<<<<
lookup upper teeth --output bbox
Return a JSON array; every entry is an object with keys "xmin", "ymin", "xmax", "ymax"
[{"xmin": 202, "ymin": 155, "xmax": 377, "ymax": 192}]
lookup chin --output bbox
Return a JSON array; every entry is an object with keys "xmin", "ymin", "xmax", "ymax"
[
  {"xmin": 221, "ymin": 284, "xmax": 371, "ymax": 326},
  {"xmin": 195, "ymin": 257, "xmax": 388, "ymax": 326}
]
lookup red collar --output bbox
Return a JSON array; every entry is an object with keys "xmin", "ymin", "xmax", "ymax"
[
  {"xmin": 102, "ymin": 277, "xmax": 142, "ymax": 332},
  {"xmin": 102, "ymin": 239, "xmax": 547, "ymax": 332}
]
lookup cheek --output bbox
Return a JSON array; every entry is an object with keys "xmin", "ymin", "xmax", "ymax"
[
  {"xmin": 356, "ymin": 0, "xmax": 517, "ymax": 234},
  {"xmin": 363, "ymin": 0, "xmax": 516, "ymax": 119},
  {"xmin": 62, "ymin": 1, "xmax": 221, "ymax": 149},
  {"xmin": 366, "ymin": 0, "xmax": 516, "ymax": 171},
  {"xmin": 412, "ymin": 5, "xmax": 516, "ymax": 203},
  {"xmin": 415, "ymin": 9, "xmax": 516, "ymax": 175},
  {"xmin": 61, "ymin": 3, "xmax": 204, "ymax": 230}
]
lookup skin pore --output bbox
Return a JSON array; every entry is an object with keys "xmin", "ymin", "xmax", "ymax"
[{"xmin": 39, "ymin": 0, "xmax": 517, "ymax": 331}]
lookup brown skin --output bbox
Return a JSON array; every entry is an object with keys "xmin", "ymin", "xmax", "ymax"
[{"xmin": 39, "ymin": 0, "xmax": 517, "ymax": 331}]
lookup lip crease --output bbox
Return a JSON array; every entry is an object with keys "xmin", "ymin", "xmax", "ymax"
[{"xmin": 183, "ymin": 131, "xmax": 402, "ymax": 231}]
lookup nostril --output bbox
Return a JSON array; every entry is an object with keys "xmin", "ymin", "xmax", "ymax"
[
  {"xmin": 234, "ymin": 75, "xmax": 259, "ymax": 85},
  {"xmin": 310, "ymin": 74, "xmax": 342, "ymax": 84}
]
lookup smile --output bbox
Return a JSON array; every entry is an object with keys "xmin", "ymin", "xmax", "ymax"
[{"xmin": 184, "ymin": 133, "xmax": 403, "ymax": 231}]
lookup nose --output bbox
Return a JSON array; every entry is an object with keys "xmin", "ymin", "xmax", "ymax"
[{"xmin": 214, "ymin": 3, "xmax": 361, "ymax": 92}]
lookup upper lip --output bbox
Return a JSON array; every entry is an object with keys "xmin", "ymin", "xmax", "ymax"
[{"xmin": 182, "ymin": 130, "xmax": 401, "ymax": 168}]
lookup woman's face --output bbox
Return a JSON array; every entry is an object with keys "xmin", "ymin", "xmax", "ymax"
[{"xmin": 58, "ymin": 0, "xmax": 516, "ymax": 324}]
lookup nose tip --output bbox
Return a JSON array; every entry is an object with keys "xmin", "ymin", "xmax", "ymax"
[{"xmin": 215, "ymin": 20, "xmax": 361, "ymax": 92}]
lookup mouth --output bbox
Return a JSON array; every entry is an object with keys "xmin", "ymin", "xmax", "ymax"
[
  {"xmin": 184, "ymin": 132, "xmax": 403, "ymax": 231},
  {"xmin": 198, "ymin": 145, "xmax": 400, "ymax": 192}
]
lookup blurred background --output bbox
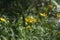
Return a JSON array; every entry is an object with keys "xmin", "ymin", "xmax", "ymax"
[{"xmin": 0, "ymin": 0, "xmax": 60, "ymax": 40}]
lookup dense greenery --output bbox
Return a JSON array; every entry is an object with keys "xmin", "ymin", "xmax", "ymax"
[{"xmin": 0, "ymin": 0, "xmax": 60, "ymax": 40}]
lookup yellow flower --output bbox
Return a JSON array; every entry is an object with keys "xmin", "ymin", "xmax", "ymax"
[
  {"xmin": 39, "ymin": 12, "xmax": 47, "ymax": 17},
  {"xmin": 57, "ymin": 13, "xmax": 60, "ymax": 18},
  {"xmin": 25, "ymin": 16, "xmax": 36, "ymax": 23},
  {"xmin": 48, "ymin": 4, "xmax": 54, "ymax": 9},
  {"xmin": 27, "ymin": 26, "xmax": 31, "ymax": 30},
  {"xmin": 25, "ymin": 18, "xmax": 33, "ymax": 23},
  {"xmin": 0, "ymin": 18, "xmax": 6, "ymax": 22}
]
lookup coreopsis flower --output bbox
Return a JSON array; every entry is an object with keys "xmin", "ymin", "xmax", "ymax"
[
  {"xmin": 48, "ymin": 4, "xmax": 54, "ymax": 9},
  {"xmin": 0, "ymin": 18, "xmax": 6, "ymax": 22},
  {"xmin": 39, "ymin": 12, "xmax": 47, "ymax": 17},
  {"xmin": 57, "ymin": 13, "xmax": 60, "ymax": 18},
  {"xmin": 25, "ymin": 16, "xmax": 36, "ymax": 23}
]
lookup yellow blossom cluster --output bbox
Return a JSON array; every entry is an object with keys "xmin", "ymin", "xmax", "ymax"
[
  {"xmin": 25, "ymin": 16, "xmax": 36, "ymax": 23},
  {"xmin": 0, "ymin": 17, "xmax": 9, "ymax": 23},
  {"xmin": 0, "ymin": 18, "xmax": 6, "ymax": 22}
]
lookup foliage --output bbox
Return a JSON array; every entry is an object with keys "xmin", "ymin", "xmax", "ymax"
[{"xmin": 0, "ymin": 0, "xmax": 60, "ymax": 40}]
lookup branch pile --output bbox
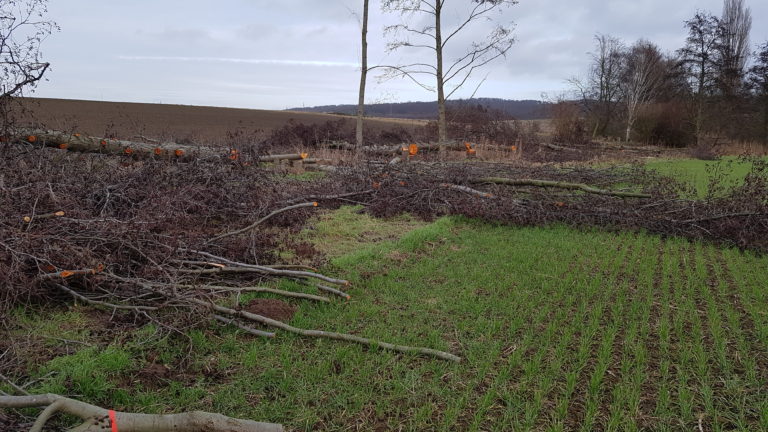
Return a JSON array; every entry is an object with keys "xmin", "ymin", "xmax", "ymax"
>>>>
— Activity —
Would you restate word for word each line from the one that holds "lookup blurred background --output bbox" to the end of the material, both ends included, without the pictures?

— Reply to the task —
lookup blurred background --output bbox
Return a JSON array; every entry is an object with keys "xmin", "ymin", "xmax", "ymax"
[{"xmin": 0, "ymin": 0, "xmax": 60, "ymax": 40}]
lookup dense greenery --output bbox
Return a JSON array; every entry is an object with keys "xmin", "ymin", "xmax", "ymax"
[{"xmin": 0, "ymin": 0, "xmax": 60, "ymax": 40}]
lookup yellow flower --output bbox
Return a JSON array; every entry is an object with keys "xmin", "ymin", "xmax", "ymax"
[
  {"xmin": 39, "ymin": 12, "xmax": 47, "ymax": 17},
  {"xmin": 57, "ymin": 13, "xmax": 60, "ymax": 18},
  {"xmin": 25, "ymin": 16, "xmax": 36, "ymax": 23},
  {"xmin": 48, "ymin": 4, "xmax": 54, "ymax": 9},
  {"xmin": 27, "ymin": 26, "xmax": 31, "ymax": 30},
  {"xmin": 25, "ymin": 18, "xmax": 33, "ymax": 23},
  {"xmin": 0, "ymin": 18, "xmax": 6, "ymax": 22}
]
lookup coreopsis flower --output bbox
Return a JSON array; every entry is an object with keys "xmin", "ymin", "xmax", "ymax"
[
  {"xmin": 48, "ymin": 4, "xmax": 54, "ymax": 9},
  {"xmin": 0, "ymin": 18, "xmax": 6, "ymax": 22},
  {"xmin": 39, "ymin": 12, "xmax": 47, "ymax": 17},
  {"xmin": 57, "ymin": 13, "xmax": 60, "ymax": 18},
  {"xmin": 25, "ymin": 16, "xmax": 36, "ymax": 23}
]
lookup yellow blossom cluster --output bbox
Return a JSON array; every entry is an object with keys "xmin", "ymin", "xmax", "ymax"
[
  {"xmin": 25, "ymin": 16, "xmax": 36, "ymax": 23},
  {"xmin": 0, "ymin": 17, "xmax": 9, "ymax": 23},
  {"xmin": 0, "ymin": 18, "xmax": 6, "ymax": 22}
]
lookup foliage --output bbox
Return a JSON array; every entry is an object with keys "xmin", "ymin", "xmax", "ymax"
[{"xmin": 0, "ymin": 0, "xmax": 60, "ymax": 40}]
lookup branch pile --output bbox
Return a JSON array; every entry is an object with keys "xmin", "ymin", "xmax", "ymax"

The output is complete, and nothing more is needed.